» **Extrait du texte**:
»»

Symbiomer : les marins de demain ?
Algoculture, aquaculture, pêche et ramassage d’algue sur le même bateau. C’est le métier innovant lancé par l’entreprise Symbiomer. Ses créateurs y voient l’activité maritime du futur dans le Trégor-Goëlo.
Bonne nouvelle pour Symbiomer, la société créée par Alexis Bouvet vient d’obtenir une concession dans l’est de l’île Maudez. Trois hectares où seront immergées des cages d’élevage de truites biologiques en parallèle avec de l’algoculture (lire aussi la Presse d’Armor du 17 mai 2017), ce qu’on appelle l’aquaculture multitrophique intégrée. Un procédé qui vise notamment à ce que les déjections produites par une production soient consommées par l’autre, dans la colonne d’eau.
Il a présenté son enteprise à un parterre d’élus, de décideurs économiques et de représentants de l’administration maritime à l’occasion de la remise d’un chèque d’encouragement au Crédit mutuel de Bretagne.
Algues en cage et à Bréhat
Une activité novatrice en France pour laquelle un bateau de pêche, l’Aube, a été spécialement aménagé. Il sera basé à Loguivy. « Il bénéficiera de tous les équipements du port : grue, chariot, chambre froide… » indique Yannick Hémeury co-actionnaire dans l’opération. Les truites passeront également en criée.
L’Aube pêchera aussi la coquille et récoltera des algues sur l’archipel de Bréhat. Cette polyvalence est aussi l’une des originalités de l’entreprise. Alexis Bouvet en fait la clé d’une démarche environnementale vertueuse et économiquement viable : « Concernant la matière naturelle, nous respecterons la saisonnalité, la traçabilité, la taille de coupe et ça, on sera capable de le faire parce que nos activités sont polyvalentes ».
10 tonnes à Saint-Malo
Le trentenaire a complété sa formation en cultures marines par un master en aménagement des territoires, là encore, son profil est peu courant. « Parce qu’être un bon technicien ne suffit pas, il faut bien connaître son territoire ».

««

[Entrées de données extraites]
»»

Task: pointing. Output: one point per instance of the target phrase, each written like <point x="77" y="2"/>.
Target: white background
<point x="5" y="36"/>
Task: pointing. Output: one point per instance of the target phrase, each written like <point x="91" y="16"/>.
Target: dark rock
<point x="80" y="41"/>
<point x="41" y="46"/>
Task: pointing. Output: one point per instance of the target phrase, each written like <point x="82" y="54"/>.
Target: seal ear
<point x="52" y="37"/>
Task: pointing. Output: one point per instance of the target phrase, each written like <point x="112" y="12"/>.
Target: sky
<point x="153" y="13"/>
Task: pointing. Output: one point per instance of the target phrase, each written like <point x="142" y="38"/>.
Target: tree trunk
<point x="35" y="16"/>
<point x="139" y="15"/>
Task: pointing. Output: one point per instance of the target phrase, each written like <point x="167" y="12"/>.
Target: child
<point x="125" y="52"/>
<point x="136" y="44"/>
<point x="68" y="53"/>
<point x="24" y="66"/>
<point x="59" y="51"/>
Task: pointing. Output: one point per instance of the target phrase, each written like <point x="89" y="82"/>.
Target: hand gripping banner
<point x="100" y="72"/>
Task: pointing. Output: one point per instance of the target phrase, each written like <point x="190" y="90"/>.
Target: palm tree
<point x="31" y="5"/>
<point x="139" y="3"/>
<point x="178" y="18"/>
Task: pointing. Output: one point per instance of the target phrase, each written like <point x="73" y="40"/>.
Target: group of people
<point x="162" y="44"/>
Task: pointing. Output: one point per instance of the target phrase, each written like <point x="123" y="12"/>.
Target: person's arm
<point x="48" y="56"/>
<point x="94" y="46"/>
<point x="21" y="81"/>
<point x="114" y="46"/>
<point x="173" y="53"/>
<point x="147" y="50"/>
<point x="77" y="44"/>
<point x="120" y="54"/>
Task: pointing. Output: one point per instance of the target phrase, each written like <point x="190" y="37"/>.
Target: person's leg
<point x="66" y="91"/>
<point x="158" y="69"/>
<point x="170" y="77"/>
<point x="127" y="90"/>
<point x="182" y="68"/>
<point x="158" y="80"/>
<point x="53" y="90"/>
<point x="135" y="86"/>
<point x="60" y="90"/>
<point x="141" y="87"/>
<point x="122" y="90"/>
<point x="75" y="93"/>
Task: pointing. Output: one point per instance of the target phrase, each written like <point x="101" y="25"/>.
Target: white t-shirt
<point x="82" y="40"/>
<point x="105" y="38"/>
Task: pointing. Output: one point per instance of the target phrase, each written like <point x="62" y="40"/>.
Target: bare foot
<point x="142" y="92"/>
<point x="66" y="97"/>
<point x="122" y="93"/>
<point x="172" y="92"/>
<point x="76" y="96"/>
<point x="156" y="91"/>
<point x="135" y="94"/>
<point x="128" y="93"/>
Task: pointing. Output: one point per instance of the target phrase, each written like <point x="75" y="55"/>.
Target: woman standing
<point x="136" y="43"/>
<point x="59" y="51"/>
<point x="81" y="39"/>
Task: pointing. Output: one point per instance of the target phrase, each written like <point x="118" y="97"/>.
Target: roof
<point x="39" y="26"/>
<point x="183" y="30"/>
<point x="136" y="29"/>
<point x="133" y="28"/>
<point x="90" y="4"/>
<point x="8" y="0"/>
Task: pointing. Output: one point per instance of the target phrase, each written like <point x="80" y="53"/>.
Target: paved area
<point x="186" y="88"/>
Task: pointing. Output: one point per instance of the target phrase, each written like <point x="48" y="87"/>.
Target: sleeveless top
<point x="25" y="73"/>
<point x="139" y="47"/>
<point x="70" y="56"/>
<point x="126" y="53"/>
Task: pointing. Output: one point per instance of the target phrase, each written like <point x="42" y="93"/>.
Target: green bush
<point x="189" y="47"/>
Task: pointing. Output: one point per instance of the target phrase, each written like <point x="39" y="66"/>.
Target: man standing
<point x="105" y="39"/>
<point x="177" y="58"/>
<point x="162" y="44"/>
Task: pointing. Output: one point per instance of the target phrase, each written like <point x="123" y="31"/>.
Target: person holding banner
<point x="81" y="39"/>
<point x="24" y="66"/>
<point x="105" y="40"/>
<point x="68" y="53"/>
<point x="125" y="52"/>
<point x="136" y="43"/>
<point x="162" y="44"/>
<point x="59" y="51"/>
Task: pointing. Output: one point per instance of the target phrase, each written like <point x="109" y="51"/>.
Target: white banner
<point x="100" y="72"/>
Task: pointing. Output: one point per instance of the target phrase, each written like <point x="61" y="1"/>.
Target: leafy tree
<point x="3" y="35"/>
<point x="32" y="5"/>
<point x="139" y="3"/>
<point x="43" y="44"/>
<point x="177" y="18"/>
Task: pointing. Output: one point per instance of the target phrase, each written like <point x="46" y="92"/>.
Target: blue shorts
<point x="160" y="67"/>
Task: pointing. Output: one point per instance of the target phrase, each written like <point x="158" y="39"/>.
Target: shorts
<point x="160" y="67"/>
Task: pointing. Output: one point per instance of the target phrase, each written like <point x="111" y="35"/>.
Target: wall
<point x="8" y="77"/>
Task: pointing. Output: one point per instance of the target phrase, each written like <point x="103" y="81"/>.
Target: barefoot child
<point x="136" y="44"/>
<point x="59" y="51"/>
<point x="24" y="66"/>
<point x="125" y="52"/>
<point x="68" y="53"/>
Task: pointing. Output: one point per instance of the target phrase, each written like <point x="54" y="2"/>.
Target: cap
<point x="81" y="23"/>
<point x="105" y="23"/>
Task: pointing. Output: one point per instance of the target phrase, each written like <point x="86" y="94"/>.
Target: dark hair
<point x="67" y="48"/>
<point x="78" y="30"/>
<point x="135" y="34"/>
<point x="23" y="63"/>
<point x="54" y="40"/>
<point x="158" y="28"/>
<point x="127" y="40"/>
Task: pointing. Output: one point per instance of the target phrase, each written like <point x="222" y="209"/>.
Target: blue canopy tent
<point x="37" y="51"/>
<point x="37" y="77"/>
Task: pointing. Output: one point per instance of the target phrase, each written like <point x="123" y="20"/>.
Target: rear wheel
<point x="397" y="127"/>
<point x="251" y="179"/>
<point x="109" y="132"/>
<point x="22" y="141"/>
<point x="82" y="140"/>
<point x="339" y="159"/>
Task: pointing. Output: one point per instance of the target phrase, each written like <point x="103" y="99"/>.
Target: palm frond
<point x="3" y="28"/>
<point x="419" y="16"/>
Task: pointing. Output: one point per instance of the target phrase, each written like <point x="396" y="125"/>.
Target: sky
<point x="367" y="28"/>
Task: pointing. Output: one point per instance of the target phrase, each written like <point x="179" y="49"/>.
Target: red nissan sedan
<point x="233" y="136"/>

««

» **Questions à traiter**:
**1)** D'après le texte sur Symbiomer, quelles activités sont réunies sur le même bateau ? Donnez-les toutes.
**2)** Reproduisez tout le passage du texte sur Symbiomer qui va de « Il a présenté » jusqu'à « mutuel de Bretagne. ».
Répondez en vous fondant uniquement sur le texte.

» **Résultats**:
**1)** Algoculture, aquaculture, pêche et ramassage d'algue.

**2)**
Il a présenté son enteprise à un parterre d’élus, de décideurs économiques et de représentants de l’administration maritime à l’occasion de la remise d’un chèque d’encouragement au Crédit mutuel de Bretagne.